TASK REQUIREMENTS
Where an entry below contains an image, skip the image and copy the rest exactly.

INPUT DATA
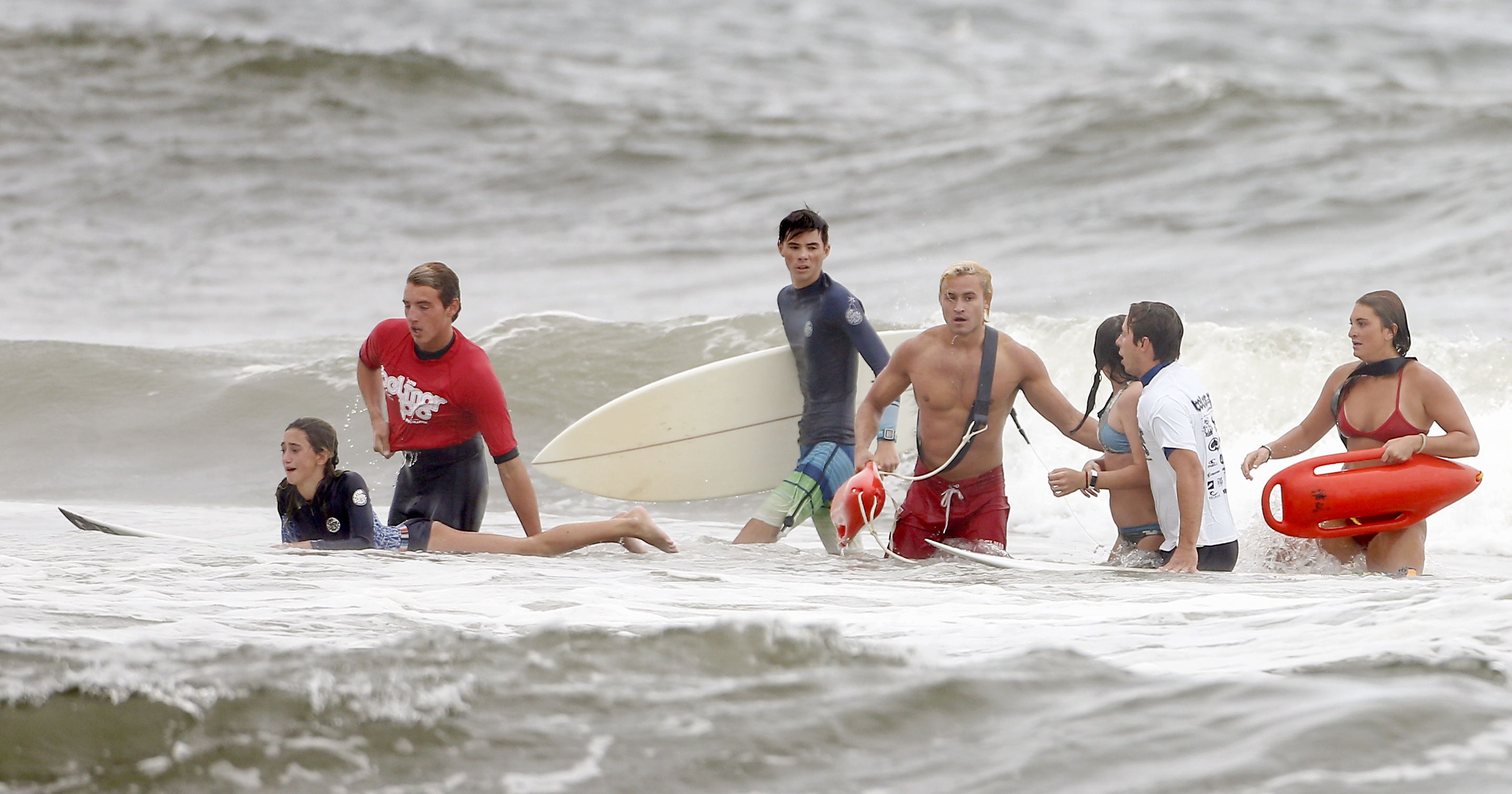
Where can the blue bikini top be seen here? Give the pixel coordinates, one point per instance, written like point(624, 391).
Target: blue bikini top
point(1110, 439)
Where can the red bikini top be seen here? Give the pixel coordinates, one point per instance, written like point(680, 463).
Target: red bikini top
point(1394, 427)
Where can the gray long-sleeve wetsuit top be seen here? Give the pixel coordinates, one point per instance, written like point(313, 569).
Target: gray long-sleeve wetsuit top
point(828, 327)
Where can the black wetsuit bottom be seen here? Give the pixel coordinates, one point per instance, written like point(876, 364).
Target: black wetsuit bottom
point(1216, 557)
point(447, 485)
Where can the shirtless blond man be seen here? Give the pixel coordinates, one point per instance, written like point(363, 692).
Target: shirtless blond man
point(967, 500)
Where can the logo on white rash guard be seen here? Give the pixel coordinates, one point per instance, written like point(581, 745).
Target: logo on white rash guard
point(416, 406)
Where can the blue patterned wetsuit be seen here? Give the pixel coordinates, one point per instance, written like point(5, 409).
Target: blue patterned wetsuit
point(826, 328)
point(342, 518)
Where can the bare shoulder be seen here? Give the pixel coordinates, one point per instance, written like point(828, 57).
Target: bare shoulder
point(1420, 375)
point(1018, 353)
point(1339, 375)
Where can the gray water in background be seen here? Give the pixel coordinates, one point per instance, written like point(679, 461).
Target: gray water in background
point(208, 203)
point(187, 171)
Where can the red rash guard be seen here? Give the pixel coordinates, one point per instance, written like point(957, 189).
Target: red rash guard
point(442, 401)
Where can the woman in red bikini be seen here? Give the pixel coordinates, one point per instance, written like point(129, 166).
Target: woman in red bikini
point(1398, 397)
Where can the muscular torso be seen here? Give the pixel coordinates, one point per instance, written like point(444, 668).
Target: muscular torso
point(944, 379)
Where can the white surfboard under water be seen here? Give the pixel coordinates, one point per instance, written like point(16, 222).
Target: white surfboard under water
point(1013, 563)
point(117, 530)
point(725, 429)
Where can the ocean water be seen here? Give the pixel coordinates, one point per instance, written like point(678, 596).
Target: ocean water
point(208, 203)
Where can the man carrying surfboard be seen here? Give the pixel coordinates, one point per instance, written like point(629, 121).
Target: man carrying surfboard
point(826, 327)
point(965, 375)
point(445, 409)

RESULT OF THIS EXERCISE
Where can the blue bikini top be seen here? Give the pixel coordinates, one point per instance, written like point(624, 391).
Target: blue bikini top
point(1110, 439)
Where can the red bikini top be seen here? Give the pixel coordinates, one point per instance, written like point(680, 463).
Target: red bikini top
point(1394, 427)
Where can the gray long-sleeve wetsuit top be seen here? Give the pixel coordinates, one point per instance, written like point(313, 569).
Target: gray long-sleeve wetsuit top
point(828, 327)
Where can the black wetsuit bottom be seen here? Give the pixel coordinates, one point per instance, written like point(876, 364).
Target: black wetsuit bottom
point(1216, 557)
point(447, 485)
Where can the shirtless blond man be seen here? Give the pixel coordinates, one point per instance, written like point(363, 692).
Target: shirtless blond man
point(967, 500)
Where can the logo on white rash guard be seen here? Give the pixel coordinates, one point per instance, written like point(581, 745).
Target: logo on white rash guard
point(416, 406)
Where can the blue patterned wetsuit be seen here? Give the pixel coordinates, one point per instance, written like point(5, 409).
Target: blue patterned wetsuit
point(826, 328)
point(342, 518)
Where can the bare shoulder be seen here? Give the pixel coordinates, one point per instance, written like point(828, 57).
Target: bare shoulder
point(1420, 375)
point(1018, 353)
point(1339, 375)
Where can the gray water in background be seen here? Give the pixel coordinates, one point per instance, written like point(679, 461).
Target: gray water in background
point(208, 203)
point(187, 171)
Where can the red rash guard be seen here? Give the pixel coordinates, one point per instance, written like point(957, 189).
Target: red rash guard
point(442, 401)
Where can the woman in red bikini be seen here? Give the pixel coordinates, one point per instance, written like point(129, 166).
Target: woman in red bikini
point(1398, 397)
Where can the muscular torso be seen here? Give the pixel coordinates, one point per instance, written like point(444, 668).
Target: muscular torso
point(944, 379)
Where can the white surfboard under water be seen here? Give the pixel coordinates, one point per instance, written like point(16, 222).
Target: white surfboard under water
point(1013, 563)
point(117, 530)
point(725, 429)
Where can the ocean water be seen here? Give the pixel coordinates, one point per instance, written like point(678, 596).
Target: ocean water
point(208, 203)
Where can the man carrying surfboard be seen here? Give the pixel coordinates, one point per instance, written like point(629, 121).
Target: man carrying surfboard
point(826, 327)
point(965, 375)
point(445, 409)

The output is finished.